--- Begin RECORDS FOR THE TASK ---
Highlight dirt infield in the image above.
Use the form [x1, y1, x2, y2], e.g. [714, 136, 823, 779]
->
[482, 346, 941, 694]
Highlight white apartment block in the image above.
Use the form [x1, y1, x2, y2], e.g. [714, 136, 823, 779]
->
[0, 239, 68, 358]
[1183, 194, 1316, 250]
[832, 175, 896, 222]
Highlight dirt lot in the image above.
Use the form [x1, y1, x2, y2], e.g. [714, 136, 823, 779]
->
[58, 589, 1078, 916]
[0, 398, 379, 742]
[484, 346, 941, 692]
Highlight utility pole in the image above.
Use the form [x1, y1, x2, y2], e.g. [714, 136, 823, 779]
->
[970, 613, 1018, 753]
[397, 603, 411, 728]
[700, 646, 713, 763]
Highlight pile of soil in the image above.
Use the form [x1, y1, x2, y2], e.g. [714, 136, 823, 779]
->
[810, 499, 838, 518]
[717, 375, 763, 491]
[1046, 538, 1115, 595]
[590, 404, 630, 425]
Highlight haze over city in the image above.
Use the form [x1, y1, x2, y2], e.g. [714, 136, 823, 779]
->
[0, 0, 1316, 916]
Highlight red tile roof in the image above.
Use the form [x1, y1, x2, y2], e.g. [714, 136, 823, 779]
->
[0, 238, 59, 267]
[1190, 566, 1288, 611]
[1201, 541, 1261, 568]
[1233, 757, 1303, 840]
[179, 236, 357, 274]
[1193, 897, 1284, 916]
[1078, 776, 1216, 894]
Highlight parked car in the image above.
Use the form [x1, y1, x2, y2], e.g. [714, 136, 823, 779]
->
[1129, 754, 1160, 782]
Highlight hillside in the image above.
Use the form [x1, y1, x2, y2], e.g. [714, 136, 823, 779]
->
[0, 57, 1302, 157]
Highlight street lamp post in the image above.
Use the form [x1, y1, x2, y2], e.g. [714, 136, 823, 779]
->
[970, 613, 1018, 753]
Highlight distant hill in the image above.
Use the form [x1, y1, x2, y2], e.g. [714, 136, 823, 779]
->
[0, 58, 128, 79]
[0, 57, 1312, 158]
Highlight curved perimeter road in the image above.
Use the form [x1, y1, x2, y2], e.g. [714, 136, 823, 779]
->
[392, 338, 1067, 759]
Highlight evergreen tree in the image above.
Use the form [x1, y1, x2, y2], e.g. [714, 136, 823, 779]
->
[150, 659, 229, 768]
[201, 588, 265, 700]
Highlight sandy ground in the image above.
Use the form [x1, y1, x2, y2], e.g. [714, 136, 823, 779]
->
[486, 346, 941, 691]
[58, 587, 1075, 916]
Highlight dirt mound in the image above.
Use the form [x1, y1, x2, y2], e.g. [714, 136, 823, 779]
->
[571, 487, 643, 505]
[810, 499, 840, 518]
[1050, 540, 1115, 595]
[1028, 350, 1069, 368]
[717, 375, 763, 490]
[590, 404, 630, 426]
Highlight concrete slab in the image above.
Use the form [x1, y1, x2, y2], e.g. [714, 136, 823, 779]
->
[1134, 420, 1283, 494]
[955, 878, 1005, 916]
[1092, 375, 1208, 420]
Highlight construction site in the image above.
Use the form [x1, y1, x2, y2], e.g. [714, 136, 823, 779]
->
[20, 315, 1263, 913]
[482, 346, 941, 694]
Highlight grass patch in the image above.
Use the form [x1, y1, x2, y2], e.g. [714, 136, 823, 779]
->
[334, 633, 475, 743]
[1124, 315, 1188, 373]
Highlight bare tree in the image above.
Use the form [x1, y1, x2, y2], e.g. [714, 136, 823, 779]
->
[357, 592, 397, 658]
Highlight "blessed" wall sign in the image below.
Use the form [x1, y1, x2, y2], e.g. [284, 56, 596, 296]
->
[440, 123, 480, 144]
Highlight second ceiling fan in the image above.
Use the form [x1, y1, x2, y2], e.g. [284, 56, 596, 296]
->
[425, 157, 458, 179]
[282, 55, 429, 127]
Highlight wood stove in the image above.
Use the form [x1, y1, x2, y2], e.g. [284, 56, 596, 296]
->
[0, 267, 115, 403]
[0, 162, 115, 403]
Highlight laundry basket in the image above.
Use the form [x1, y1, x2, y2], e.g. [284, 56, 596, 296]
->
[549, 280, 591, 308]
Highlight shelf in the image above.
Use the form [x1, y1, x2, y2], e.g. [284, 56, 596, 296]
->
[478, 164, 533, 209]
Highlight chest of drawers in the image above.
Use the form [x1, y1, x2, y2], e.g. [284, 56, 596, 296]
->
--- End RECORDS FOR THE TASK ---
» **EXERCISE GOAL**
State how many lines in the entries above contain the word "dirt", and reply with the number alone.

» **COMPLETE OUTPUT**
3